▶ Provided text:

Dear Sir, Please take this as a constructive comment, but I reckon you're overstating the pension costs of the German companies in your list 'Multinational Pensions Costs' in the December issue of IPE, by anything up to a factor of five! The reason is that you're probably including interest cost", an inherent component of pension cost. In a nutshell, pension liabilities increase from year to year by three elements: La) interest cost (this is interest on the prior year's accrues liability) Lb) normal cost (this is the cost of one year's worth of benefit), and Lc) cost of unexpected events (usually aggregated under the title "amortisation").
However, pension fund assets backing the liabilities progress essentially by: Aa) return on assets, and Ab) contributions and outflows.
For funded plans, the pension cost under almost all accounting standards is essentially derived by adding the three "Ls" above and subtracting therefrom the first "A". This makes eminent sense from the point of view of an employer accounting for his pension obligations.

▶ Stated exercise 1: Print every line of the records, unchanged, from the line containing "Query: window grid mullion" down to the end of the records.

▶ Stored items from a collection:
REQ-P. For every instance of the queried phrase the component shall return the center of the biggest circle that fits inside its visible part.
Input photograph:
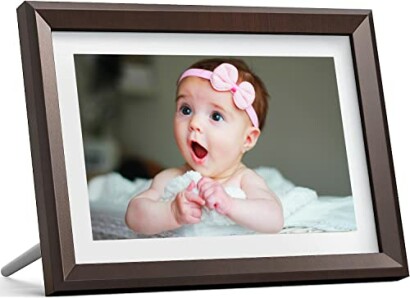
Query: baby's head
(221, 109)
(260, 104)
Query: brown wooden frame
(37, 20)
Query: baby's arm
(261, 211)
(146, 214)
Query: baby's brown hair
(245, 74)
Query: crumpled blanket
(303, 210)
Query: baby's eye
(185, 110)
(216, 116)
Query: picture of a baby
(221, 107)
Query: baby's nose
(195, 124)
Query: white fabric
(303, 210)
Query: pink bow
(224, 78)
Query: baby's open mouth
(199, 151)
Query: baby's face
(211, 132)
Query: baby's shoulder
(249, 176)
(161, 179)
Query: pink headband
(224, 78)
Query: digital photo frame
(65, 272)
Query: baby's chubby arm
(146, 214)
(261, 211)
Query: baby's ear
(252, 136)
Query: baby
(221, 108)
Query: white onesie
(212, 223)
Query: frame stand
(33, 254)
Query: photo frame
(63, 274)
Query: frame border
(37, 21)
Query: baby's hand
(187, 206)
(215, 195)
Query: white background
(18, 219)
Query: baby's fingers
(191, 186)
(191, 197)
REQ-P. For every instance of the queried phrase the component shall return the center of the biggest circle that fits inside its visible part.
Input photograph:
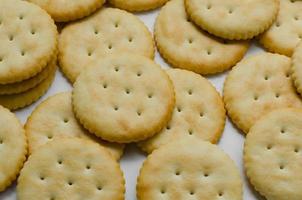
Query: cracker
(17, 101)
(68, 10)
(199, 111)
(71, 169)
(189, 169)
(107, 32)
(185, 46)
(53, 119)
(272, 154)
(286, 32)
(29, 36)
(128, 98)
(19, 87)
(233, 19)
(257, 85)
(13, 147)
(297, 68)
(138, 5)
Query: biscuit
(286, 32)
(233, 19)
(128, 97)
(185, 46)
(54, 118)
(29, 36)
(19, 87)
(297, 68)
(71, 169)
(272, 154)
(257, 85)
(189, 169)
(17, 101)
(13, 147)
(199, 111)
(68, 10)
(138, 5)
(107, 32)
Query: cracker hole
(269, 147)
(139, 113)
(179, 109)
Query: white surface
(231, 141)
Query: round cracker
(286, 32)
(17, 101)
(128, 97)
(273, 149)
(53, 119)
(138, 5)
(13, 147)
(185, 46)
(71, 169)
(257, 85)
(19, 87)
(189, 169)
(233, 19)
(199, 111)
(68, 10)
(107, 32)
(29, 36)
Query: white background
(231, 141)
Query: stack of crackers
(71, 143)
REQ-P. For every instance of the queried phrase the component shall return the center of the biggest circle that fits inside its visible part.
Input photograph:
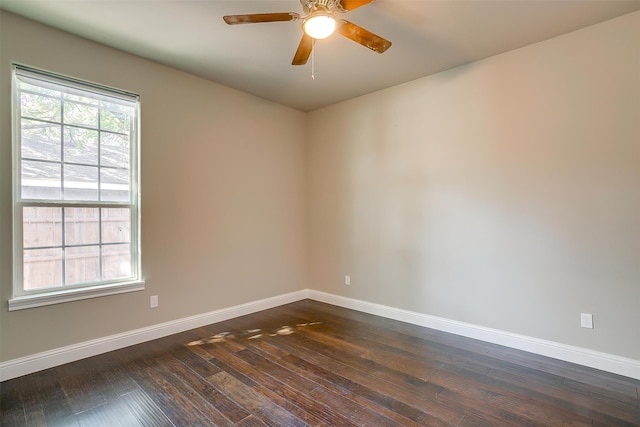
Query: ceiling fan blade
(353, 4)
(304, 50)
(260, 17)
(362, 36)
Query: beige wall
(504, 193)
(223, 187)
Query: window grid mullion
(64, 249)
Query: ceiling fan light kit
(319, 23)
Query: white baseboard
(48, 359)
(59, 356)
(581, 356)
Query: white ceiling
(428, 36)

▶ Stated exercise 2: According to the letter on pension costs, why might the December list overstate the pension costs of the German companies? Answer in one to three sentences.

▶ Full answer 1:
Query: window grid mullion
(64, 249)
Query: ceiling fan light kit
(319, 23)
Query: white baseboard
(48, 359)
(59, 356)
(581, 356)
Query: white ceiling
(428, 36)

▶ Full answer 2: The writer believes the list probably includes interest cost, which is an inherent component of pension cost. Interest cost is the interest on the prior year's accrued liability. Including it could overstate those costs by up to a factor of five.